> WHAT IS EXPECTED: In the records below, find the line that contains "snow on fence" and repeat it, along with each line after it, exactly as written.

|---|

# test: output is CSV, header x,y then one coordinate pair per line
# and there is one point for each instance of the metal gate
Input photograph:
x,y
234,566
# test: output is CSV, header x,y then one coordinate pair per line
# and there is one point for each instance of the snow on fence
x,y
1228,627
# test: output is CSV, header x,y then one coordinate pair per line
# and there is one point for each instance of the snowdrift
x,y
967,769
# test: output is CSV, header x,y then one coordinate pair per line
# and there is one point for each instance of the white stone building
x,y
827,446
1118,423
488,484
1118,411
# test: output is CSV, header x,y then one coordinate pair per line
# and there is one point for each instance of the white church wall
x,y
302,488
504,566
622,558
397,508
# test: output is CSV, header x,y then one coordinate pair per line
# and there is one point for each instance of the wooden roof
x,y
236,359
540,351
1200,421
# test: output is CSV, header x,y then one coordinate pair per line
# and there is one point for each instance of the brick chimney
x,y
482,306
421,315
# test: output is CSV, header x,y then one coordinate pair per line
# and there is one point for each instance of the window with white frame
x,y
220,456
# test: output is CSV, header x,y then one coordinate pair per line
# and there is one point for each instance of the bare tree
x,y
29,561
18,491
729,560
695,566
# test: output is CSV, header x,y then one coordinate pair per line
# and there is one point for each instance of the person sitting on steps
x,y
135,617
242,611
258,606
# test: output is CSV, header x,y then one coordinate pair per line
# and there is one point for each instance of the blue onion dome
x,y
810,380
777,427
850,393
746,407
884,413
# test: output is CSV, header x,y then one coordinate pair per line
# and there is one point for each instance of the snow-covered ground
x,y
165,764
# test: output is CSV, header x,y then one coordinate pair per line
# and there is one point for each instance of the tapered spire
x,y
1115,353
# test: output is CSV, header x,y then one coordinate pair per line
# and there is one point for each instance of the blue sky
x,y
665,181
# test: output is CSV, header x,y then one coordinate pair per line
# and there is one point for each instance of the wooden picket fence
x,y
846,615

|---|

> RESULT OF THE TASK:
# and there is one point for each instance of the snow on fence
x,y
1228,627
# test: output is CSV, header x,y then one coordinate pair per line
# and there is one point for each instance of the snowdrift
x,y
967,769
# test: output is CSV, header x,y then one coordinate pair per line
# and there is one point for each instance of the white stone building
x,y
827,446
1118,423
488,484
1118,411
# test: output is CSV, header x,y then one coordinate pair per line
# and there is one point for each instance of the white church wall
x,y
302,488
504,566
622,558
397,508
# test: output is CSV, header x,y then one coordinate pair per line
# and there is one point for each instance of the wooden roof
x,y
236,359
540,351
1200,421
# test: output is CSV, header x,y then one coordinate pair per line
# and there is one point for each instance of the brick chimney
x,y
482,306
421,315
# test: output is CSV, header x,y then one coordinate pair per line
# and there is one point for each instance of the window with white frame
x,y
220,456
# test: output is CSV, header x,y then one coordinate pair per line
# and there is one point for each instance of the bare tree
x,y
29,561
18,491
729,560
695,566
# test: output is CSV, header x,y then one coordinate pair per line
# and there is one point for each instance of the person sitting on steps
x,y
135,617
242,611
258,606
# test: output is CSV, header x,y then one coordinate pair per line
# and there is one point for each instance of the blue onion dome
x,y
810,380
777,427
850,393
746,407
884,413
# test: output is CSV, header x,y then one coordinate pair per line
# and there is one point for each instance of the snow-covered ground
x,y
165,764
# test: output is CSV, header x,y then one coordinate pair per line
# and there is one point for each instance of the tapered spire
x,y
1115,353
# test: output is CSV, header x,y then one coordinate pair per line
# and there is one point for each instance of the blue sky
x,y
665,181
# test: output is CSV, header x,y then one coordinate pair per line
# and there is one point for each instance of the wooden picket fence
x,y
846,615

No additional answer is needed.